Challenge a
Return the entries below unchanged, starting with the line that contains "of the concrete" and going on through the last line of the entries.

— begin Given passage —

The problem with accelerating NT synchronization primitives is that it needs to be possible to wait on multiple of these, and they need to work cross-process.

Originally, I intended to use `kqueue()`, since it supports multiplexing and seemed like a perfect fit, except that these kernel event queues are not inherited by a child created with fork, making them pretty useless for this...

Incidentally, this is also the reason why solutions like [epoll-shim](https://github.com/jiixyj/epoll-shim) do not work for providing an efficient (cross-process) emulation of eventfds on non-Linux systems. Still, [libinotify-kqueue](https://github.com/libinotify-kqueue/libinotify-kqueue) works perfectly, for example.

As an alternative, it is possible to do multiplexing with Mach port sets, but since every port can only have one receive right, this would mean that every process needs to create its own Mach port per object, and every other process (including wineserver) needs to be aware of all of these before they can signal an object.

This is indirectly exactly what the current `esync` implementation on macOS does with its pipe file descriptors to work around the issue. A `write()` on an fd gets translated by the kernel to a Mach message send, and a `read()` to a Mach message receive (and Mach port management is handled under the hood).

For msync, a slightly different approach was chosen, namely to mimic futex semantics with a separate thread managing wait (un-)registration and signaling. On first glance, this is counterintuitive, since the goal of `esync`/`fsync` was to avoid involving wineserver in wait operations at all. But this fits well into the microkernel origins from Mach, where additional functionality is provided in user-space.

— end Given passage —
— begin Dataset entries —

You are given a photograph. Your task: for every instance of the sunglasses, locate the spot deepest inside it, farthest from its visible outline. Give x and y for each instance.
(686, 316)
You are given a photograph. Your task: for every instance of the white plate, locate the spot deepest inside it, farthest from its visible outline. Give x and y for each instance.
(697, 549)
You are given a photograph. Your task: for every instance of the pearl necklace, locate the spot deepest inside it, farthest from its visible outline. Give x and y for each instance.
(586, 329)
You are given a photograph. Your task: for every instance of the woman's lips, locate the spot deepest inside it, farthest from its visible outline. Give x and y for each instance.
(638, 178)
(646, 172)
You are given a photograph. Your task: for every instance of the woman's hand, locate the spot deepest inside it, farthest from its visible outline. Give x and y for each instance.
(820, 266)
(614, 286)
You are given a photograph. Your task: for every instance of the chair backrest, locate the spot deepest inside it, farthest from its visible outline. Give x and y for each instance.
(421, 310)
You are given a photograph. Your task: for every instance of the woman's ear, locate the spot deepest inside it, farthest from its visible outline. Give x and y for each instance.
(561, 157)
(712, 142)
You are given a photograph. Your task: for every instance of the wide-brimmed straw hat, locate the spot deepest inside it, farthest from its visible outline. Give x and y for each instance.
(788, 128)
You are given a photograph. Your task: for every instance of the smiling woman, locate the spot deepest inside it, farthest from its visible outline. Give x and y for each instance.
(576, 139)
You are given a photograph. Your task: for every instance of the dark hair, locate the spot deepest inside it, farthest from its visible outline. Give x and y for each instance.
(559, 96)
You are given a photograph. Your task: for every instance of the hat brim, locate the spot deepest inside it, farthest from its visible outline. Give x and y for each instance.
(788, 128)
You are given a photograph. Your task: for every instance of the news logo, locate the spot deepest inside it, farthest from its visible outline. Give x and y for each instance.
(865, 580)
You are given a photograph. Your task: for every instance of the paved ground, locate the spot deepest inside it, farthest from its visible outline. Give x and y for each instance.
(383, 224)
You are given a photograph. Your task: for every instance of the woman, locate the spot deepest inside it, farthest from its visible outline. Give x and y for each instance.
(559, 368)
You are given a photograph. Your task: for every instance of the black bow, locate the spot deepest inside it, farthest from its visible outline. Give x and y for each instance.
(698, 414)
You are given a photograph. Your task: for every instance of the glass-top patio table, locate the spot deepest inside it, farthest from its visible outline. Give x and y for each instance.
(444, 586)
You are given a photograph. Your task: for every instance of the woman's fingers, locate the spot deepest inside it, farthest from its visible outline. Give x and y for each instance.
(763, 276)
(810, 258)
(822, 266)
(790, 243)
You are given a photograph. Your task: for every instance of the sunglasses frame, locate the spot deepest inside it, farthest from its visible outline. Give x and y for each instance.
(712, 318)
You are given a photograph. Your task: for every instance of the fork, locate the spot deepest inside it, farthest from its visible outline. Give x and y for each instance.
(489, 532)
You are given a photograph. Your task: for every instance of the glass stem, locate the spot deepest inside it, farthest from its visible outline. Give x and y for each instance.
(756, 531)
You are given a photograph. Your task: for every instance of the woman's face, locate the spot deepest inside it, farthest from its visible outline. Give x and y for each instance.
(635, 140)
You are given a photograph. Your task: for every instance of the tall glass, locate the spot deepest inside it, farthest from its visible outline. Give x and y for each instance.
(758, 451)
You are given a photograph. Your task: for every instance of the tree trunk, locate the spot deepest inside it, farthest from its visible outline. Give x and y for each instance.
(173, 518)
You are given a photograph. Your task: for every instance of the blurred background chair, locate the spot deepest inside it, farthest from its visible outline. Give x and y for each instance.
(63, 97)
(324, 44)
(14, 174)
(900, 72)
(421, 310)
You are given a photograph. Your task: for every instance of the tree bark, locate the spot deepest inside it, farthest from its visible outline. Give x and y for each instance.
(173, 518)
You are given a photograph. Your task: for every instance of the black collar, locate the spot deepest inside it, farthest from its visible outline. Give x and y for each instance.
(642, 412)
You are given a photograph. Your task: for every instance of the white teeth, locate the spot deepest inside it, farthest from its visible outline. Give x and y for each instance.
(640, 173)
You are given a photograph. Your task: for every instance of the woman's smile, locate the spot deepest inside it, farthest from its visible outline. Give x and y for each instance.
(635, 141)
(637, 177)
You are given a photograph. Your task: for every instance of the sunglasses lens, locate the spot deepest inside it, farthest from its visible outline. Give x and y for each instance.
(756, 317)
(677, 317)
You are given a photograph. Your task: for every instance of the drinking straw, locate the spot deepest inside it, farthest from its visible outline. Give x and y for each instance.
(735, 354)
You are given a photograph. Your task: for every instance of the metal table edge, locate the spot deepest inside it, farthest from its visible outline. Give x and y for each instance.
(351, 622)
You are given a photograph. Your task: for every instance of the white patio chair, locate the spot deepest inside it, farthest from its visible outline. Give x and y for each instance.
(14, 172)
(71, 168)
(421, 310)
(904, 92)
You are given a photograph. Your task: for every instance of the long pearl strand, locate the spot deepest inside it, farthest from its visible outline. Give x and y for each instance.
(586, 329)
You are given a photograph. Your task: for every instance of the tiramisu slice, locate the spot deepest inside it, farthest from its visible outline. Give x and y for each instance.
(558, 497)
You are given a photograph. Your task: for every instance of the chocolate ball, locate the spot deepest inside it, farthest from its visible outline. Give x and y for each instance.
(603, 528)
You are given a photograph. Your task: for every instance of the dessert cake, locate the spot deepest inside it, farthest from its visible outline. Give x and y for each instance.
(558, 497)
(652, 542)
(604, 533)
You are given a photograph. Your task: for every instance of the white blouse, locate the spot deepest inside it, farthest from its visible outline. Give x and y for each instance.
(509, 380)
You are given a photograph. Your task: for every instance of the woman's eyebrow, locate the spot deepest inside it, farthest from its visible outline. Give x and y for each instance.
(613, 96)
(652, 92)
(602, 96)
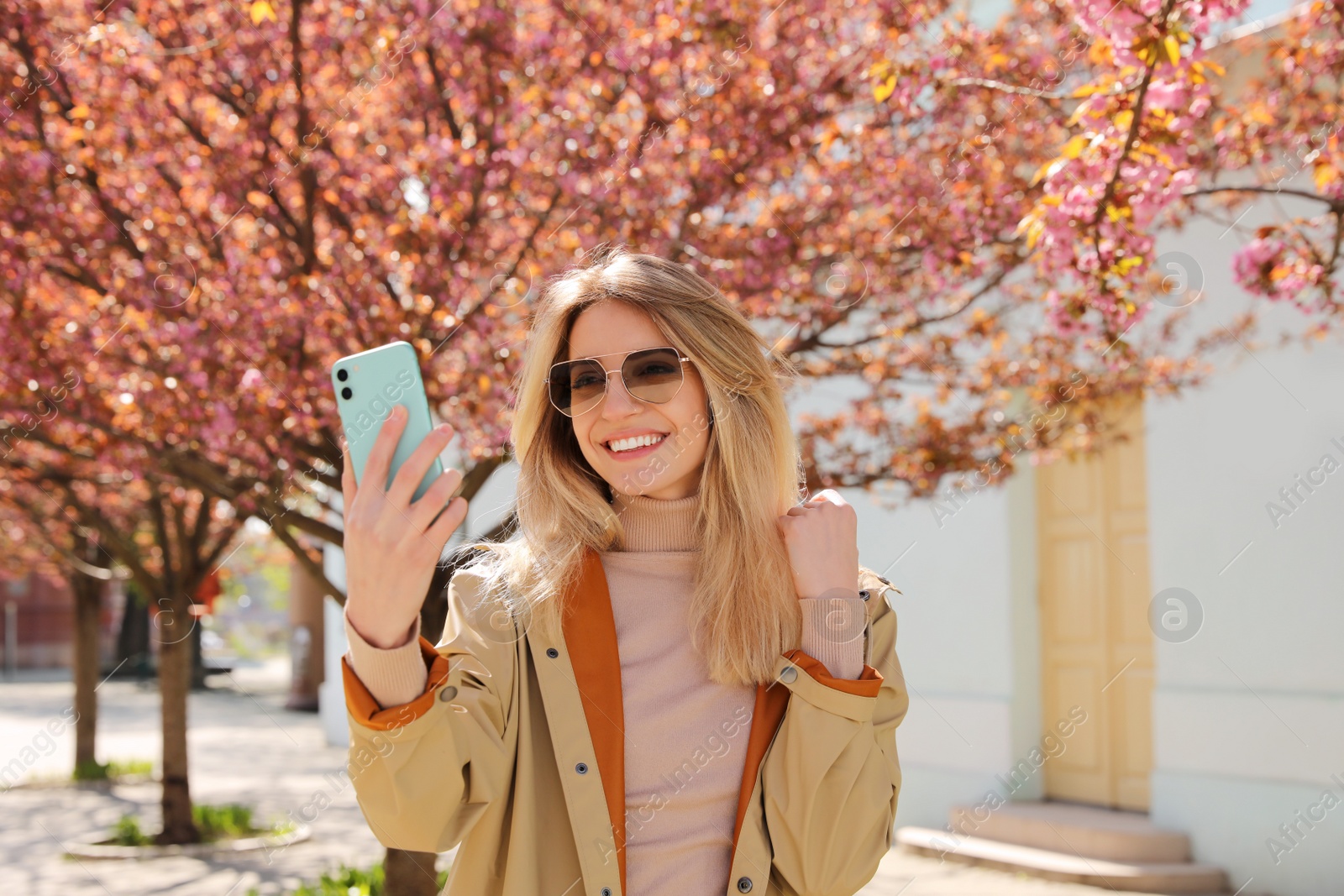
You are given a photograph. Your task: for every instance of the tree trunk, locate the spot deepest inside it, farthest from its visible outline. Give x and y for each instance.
(174, 633)
(87, 609)
(134, 637)
(407, 873)
(198, 661)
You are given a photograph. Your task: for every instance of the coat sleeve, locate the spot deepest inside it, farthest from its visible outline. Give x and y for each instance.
(427, 770)
(831, 777)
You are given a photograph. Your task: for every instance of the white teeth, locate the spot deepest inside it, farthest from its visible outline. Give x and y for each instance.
(638, 441)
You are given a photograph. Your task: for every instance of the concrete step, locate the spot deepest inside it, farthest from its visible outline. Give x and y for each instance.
(1146, 878)
(1065, 828)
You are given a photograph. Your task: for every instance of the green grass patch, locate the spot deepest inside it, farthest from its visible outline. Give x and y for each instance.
(114, 770)
(228, 821)
(349, 882)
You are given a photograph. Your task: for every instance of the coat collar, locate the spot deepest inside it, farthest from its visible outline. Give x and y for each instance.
(591, 641)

— end Dataset entries —

Challenge b
In the passage on synchronization primitives, why did `kqueue()` turn out to be useless for this purpose?

Task response a
You are given a photograph. Your task: for every instance of the concrete step, locate the spot deepest inside it, farthest from its visible outline. Give x and y for each instance.
(1146, 878)
(1065, 828)
You are given a photograph. Your task: for every instance of the green grass patch, locate the spot deepest inside it, farthest from its visible outline. Give x and y for each instance.
(114, 770)
(228, 821)
(349, 882)
You are given a photograph. Your task: for every instance of the coat collar, locate the spot deepest inside it, farthest from its visible outline. Give x and y for each instance.
(591, 641)

Task response b
Its kernel event queues are not inherited by a child created with fork.